» **Stored entries**:
********
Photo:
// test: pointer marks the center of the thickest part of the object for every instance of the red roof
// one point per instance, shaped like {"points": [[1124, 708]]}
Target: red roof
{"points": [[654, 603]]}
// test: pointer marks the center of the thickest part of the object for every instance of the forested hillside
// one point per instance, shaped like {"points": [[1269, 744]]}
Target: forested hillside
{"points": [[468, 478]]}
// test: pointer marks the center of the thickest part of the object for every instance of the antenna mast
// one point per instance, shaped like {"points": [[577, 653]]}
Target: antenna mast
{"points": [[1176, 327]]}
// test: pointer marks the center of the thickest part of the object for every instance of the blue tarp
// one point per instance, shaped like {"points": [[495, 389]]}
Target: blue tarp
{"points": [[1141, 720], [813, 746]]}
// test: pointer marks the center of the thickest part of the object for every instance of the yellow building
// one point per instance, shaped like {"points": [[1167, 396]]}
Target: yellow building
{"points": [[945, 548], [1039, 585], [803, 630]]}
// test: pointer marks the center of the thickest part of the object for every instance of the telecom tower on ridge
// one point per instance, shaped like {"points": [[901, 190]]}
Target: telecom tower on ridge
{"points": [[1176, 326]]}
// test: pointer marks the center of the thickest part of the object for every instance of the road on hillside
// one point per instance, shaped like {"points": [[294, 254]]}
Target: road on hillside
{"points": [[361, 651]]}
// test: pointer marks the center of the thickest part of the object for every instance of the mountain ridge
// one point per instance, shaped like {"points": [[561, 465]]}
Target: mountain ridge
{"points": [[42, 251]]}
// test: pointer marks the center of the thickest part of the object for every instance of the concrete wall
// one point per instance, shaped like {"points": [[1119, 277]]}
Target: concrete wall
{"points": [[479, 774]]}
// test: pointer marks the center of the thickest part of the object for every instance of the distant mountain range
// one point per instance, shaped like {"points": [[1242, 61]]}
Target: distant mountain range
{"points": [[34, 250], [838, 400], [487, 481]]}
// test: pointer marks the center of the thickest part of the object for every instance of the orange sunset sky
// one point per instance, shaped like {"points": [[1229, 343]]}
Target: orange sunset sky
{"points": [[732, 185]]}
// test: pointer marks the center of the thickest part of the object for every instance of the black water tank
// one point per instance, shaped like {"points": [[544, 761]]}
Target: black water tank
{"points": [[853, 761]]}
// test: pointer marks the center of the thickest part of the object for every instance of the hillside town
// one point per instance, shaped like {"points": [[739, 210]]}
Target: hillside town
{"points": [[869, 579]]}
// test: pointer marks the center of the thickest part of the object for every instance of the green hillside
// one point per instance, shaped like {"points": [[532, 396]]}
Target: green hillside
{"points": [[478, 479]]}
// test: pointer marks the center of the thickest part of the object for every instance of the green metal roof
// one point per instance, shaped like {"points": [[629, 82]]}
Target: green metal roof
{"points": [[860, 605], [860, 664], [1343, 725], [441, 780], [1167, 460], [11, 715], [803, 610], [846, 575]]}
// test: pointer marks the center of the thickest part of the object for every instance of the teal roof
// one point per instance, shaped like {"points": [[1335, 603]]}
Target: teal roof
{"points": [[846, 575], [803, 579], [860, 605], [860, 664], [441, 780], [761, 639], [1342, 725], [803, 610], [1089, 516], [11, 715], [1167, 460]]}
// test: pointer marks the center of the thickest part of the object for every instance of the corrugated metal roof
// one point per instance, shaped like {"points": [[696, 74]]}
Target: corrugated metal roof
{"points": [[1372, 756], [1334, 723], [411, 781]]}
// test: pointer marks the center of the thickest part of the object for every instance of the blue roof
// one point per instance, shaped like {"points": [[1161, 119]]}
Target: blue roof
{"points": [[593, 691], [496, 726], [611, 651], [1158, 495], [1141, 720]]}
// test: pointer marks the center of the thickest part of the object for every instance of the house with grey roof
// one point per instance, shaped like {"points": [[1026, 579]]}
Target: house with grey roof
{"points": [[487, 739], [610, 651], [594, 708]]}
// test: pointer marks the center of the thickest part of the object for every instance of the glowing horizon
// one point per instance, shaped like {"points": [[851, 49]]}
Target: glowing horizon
********
» **Goal of the exercise**: Can you format the entries, from the line containing "the blue roof" through the end of the entries (both ends included), as a Markdown table with columns "Row" and "Line", numbering each row and leaving out blank lines?

» **Exercise response**:
| Row | Line |
|---|---|
| 1 | // test: pointer marks the center of the thickest part of the object for every instance of the blue roof |
| 2 | // one point per instance, shaped like {"points": [[1161, 119]]} |
| 3 | Target: blue roof |
| 4 | {"points": [[593, 691], [496, 726], [611, 651], [1158, 495], [1141, 720]]} |
| 5 | // test: pointer marks the center of the thickest part of the object for every instance of the house with grey roof |
| 6 | // one point per instance, shaped like {"points": [[1026, 579]]} |
| 7 | Target: house with grey roof |
| 8 | {"points": [[487, 739], [610, 651], [594, 708]]} |
| 9 | // test: pointer marks the center of the thickest part of the object for every instance of the glowing horizon |
| 10 | // one point per instance, shaped like {"points": [[851, 49]]} |
| 11 | Target: glowing horizon |